TEXT:
-----
Database write amplification

I’m writing this in the spirit of Cunningham’s law: “the best way to get the right answer on the internet is not to ask a question; it’s to post the wrong answer.” I suspect there are inaccuracies here, and will amend when informed of them.

I was reading PostgreSQL Internals: 3 Things to Know About UPDATE Statements which begins with a nice, succinct discussion of how Postgres’ MVCC design results in write amplification. Basically, updates to rows are not made “in place” but rather by writing complete new versions of the row. Depending on the columns of a given table, and what is being updated, modifying a single byte (e.g. for a boolean column) can lead to a write amplification factor of several orders of magnitude, if the row also contains > 100-byte varchar columns, since a completely new copy of the row is written, along with the changes, and the old row is vacuumed later.

This reminded me of the article from Uber several years ago on why they switched from Postgres to MySQL, one of the main reasons being write amplification. But Postgres is not alone in using MVCC to provide ACID guarantees, MySQL uses MVCC as well, albeit a fairly different implementation. But then, if that’s the case, how does MySQL avoid write amplification.

MySQL write amplification?

According to MySQL’s docs on InnoDB Multi-Versioning, MySQL like Postgres uses multiple versions of the same row to service concurrent queries. But rather than writing entirely new row copies, MySQL uses undo logs which are maintained in a separate undo tablespace, used both for transaction rollbacks and to “build earlier versions of a row for a consistent read.”

This latter statement suggests that rather than storing an entire copy of old data, something like a changelog is maintained, which can be used to reconstruct the old version of the row at read time. The docs link to Consistent Nonlocking Reads, but this covers just the API/expected use rather than the implementation details. We also read that “The physical size of an undo log record in the rollback segment is typically smaller than the corresponding inserted or updated row” which further suggests that undo logs don’t contain full copies, but also that they aren’t just a changelog or ordered list of diffs either.
-----
(Extracted data entries)
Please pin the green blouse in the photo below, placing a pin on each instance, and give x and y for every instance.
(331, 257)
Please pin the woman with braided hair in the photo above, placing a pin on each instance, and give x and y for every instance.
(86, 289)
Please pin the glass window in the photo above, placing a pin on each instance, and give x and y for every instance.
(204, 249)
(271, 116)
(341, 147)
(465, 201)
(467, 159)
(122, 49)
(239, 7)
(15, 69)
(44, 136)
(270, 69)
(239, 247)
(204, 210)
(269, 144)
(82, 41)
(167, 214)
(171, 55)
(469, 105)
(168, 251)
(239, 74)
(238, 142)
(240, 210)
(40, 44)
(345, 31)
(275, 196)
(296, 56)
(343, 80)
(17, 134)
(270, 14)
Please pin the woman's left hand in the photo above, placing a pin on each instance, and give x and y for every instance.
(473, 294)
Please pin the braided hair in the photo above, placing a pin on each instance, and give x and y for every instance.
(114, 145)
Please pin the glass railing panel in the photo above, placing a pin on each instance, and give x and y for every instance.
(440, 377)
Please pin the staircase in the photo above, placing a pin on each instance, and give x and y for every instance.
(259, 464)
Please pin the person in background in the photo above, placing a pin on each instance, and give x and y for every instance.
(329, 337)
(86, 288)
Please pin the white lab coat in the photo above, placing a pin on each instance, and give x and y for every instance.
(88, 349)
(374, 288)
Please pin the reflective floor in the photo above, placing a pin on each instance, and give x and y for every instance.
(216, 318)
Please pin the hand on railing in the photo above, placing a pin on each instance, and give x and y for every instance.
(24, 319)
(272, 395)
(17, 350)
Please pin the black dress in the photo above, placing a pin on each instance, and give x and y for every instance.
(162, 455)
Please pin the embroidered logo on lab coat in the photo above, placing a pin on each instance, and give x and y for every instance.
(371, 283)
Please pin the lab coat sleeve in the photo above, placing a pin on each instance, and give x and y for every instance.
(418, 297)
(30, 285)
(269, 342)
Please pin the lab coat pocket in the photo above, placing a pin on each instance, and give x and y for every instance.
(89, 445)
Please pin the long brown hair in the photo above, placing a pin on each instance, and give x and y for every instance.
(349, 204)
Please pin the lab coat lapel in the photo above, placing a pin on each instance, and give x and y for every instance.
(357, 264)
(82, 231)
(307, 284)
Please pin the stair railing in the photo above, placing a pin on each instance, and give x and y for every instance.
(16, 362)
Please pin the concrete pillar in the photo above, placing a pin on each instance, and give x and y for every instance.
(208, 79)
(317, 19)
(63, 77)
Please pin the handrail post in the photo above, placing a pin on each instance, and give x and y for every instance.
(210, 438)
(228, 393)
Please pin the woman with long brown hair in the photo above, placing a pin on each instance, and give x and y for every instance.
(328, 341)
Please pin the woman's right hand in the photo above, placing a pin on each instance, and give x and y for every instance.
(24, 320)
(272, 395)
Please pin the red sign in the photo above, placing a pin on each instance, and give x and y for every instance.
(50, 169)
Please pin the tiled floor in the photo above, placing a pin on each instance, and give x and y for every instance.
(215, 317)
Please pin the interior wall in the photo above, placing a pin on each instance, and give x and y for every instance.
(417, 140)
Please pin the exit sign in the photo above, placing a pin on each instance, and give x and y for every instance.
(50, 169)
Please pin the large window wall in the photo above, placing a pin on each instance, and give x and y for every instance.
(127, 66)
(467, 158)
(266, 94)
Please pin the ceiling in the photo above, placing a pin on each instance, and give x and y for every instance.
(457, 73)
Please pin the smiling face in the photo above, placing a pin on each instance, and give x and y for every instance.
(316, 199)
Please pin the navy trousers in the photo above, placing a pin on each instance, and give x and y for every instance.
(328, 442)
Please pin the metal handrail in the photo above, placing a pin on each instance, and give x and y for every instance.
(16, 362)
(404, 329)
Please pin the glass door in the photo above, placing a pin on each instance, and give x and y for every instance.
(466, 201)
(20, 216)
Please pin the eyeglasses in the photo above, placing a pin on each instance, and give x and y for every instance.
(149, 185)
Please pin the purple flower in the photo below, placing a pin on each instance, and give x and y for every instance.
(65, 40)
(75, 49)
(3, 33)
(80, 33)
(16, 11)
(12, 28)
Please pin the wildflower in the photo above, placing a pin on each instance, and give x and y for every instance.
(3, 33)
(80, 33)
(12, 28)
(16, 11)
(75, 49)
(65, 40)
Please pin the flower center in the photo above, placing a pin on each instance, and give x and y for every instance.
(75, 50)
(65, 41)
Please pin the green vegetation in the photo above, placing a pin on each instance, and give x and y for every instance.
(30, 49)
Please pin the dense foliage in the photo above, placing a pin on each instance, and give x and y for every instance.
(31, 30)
-----
EXERCISE INSTRUCTIONS:
a – List the titles of every article or documentation page that the text on database write amplification names.
b – Extend the text on database write amplification, picking up right after its final sentence.

RESPONSES TO THE EXERCISE:
a –
PostgreSQL Internals: 3 Things to Know About UPDATE Statements
InnoDB Multi-Versioning
Consistent Nonlocking Reads

b –
For a more in-depth view of InnoDB, we can turn to An In-Depth Analysis of UNDO Logs in InnoDB. Summarizing the relevant parts:

InnoDB has 3 different types of undo record, and the “update” type appears to support a dynamic number of “update fields” which indeed do seem to function like a changelog. So if we are changing just one column on a row, rather than copying the whole row, InnoDB just creates a new undo log entry with the changed data.
As explained in section 7 of the article, “Undo for MVCC”, as we suspected a transaction will (using its own transaction ID and the set of visible transaction IDs it is assigned at start time) walk back through a row’s undo log to find relevant versions and reconstruct them to return the correct result (according to the isolation level).

Performance implications

So we can surmise from this, with some educated guessing:

Given that the MySQL undo log only writes the changed fields rather than copying whole rows, it is plausible that, depending on the nature of writes and table structure, this will indeed result in less write amplification than Postgres’ MVCC approach.
But note that the MySQL undo log entries also contain a fair amount of header (and footer) metadata. For a small Postgres table (e.g. only a couple int/byte columns) it’s plausible that Postgres’ MVCC approach would actually use less space by copying the whole row.
For situations with several open transactions, each of which have modified different columns of a row, a reader will probably have to do more work to reconstruct the result with MySQL vs Postgres.
- On the other hand, the actual performance impacts of this will probably largely depend on how the data is stored. If old Postgres tuples are stored scattered across multiple pages, compared to MySQL which seems to store these undo log entries generally close together in a dedicated tablespace, then Postgres’ algorithm might be faster from a Big O notation point of view, but could perform worse in practice due to poor data locality, in other words, read amplification.
Some other aspects of the MySQL approach seem like they could lead to problems, like limitations to the number of undo log entries which presumably limit the number and range of open transactions, but I’m not going to dig into that now.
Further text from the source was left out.